==== Passage to read ====
In one embodiment, the people recommendation platform is configured to initially provide more weight to recommending candidates that are known to the user and thus have direct social networking connections with the user. The familiarity with the candidates allow the user to make selections that are indicative of the preferences of the user in seeking new social connections and thus allow the people recommendation platform to use machine learning techniques to extra the user preferences from the user selections.

For example, in FIG. 26, the people recommendation platform is further configured to: receive (211) user interactions with the user interface in connection with the candidates presented via the user interface; determine (213) user preferences in matching profile data via machine learning from the user interaction; reduce (215) weight for candidates with direct social network connections with the user; and identify (217) candidates based on the user preference and the reduced weight.

The updated candidates are presented in the user interface that receives further user interactions that are be user to further train the system via machine learning techniques.

For example, in one embodiment, the identification of candidates is based on the matching of a plurality of profile attributes. The profile attributes may include explicit profile data and implicit (hidden) profile data that are derived from explicit profile data via rule engines. In general, different matching profile attributes may be assigned different weights. The system may initially assign the same weight to the matching profile attributes. When a user selects a recommended candidate for social network connection, the system may adjust the weights of the profile attributes to increase the matching score of the user selected candidates. Thus, using a machine learning technique, such as a multi-variant machine learning technique, can be used to learn the user preference, e.g., in terms of the weight of the profile attributes, from the arrangement of providing candidates and receiving user interactions with the recommended candidates.

In one embodiment, the system is configured to start the machine learning process with the recommendation of the friends of the users. The familiarity of the user with the friends allows the user to make choices that meet the needs of the user. After the system learns the user preferences from the exercises with the recommendation of friends, the system can apply the user preferences to the recommendation of friends of friends.

In one aspect, an embodiment of the present application provides a user interface presented within a panel of an enterprise social network application of a user, including a first section of users recommended for social connections with the user, a second section of searches recommended for identifying users of interest to the user, and a third section of an alert for potential updates to the profile of the user in the enterprise social network application, based on information about user obtained from other information source, such as a public social networking site.
====
* Exercise task a *
Reproduce word for word the entries from the line containing "Find every snow-covered" through the final line of the entries, both ends included.
The patent excerpt and the entries below are unrelated to each other.
==== Extracted data ====
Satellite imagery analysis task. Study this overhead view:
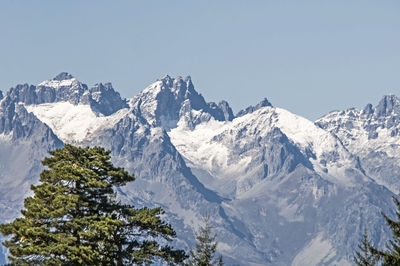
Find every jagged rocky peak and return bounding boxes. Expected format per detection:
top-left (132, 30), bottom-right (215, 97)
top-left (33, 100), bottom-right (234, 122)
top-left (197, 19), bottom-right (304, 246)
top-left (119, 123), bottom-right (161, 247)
top-left (236, 98), bottom-right (272, 117)
top-left (0, 96), bottom-right (62, 143)
top-left (374, 95), bottom-right (400, 116)
top-left (134, 75), bottom-right (234, 130)
top-left (53, 72), bottom-right (74, 81)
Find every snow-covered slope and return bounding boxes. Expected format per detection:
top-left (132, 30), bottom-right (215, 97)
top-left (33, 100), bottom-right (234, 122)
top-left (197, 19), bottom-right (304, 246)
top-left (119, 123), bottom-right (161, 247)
top-left (0, 73), bottom-right (400, 265)
top-left (26, 102), bottom-right (129, 143)
top-left (169, 106), bottom-right (367, 195)
top-left (316, 95), bottom-right (400, 193)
====
* Exercise task b *
Condense the paragraph of the patent excerpt that begins "For example, in one embodiment, the identification of candidates" into a short bulleted list that keeps its main facts.

* Complete output a *
Find every snow-covered slope and return bounding boxes. Expected format per detection:
top-left (132, 30), bottom-right (215, 97)
top-left (33, 100), bottom-right (234, 122)
top-left (197, 19), bottom-right (304, 246)
top-left (119, 123), bottom-right (161, 247)
top-left (0, 73), bottom-right (400, 265)
top-left (26, 102), bottom-right (129, 143)
top-left (169, 106), bottom-right (367, 195)
top-left (316, 95), bottom-right (400, 193)

* Complete output b *
- Candidates are identified by matching multiple profile attributes.
- These attributes include explicit profile data and implicit (hidden) profile data derived from the explicit data through rule engines.
- Different matching attributes may carry different weights, though the system may start by giving them all the same weight.
- When a user selects a recommended candidate, the system may adjust the attribute weights to raise the matching score of the selected candidates.
- A machine learning technique, such as a multi-variant one, can thus learn the user's preferences, for example as attribute weights, by presenting candidates and receiving the user's interactions with them.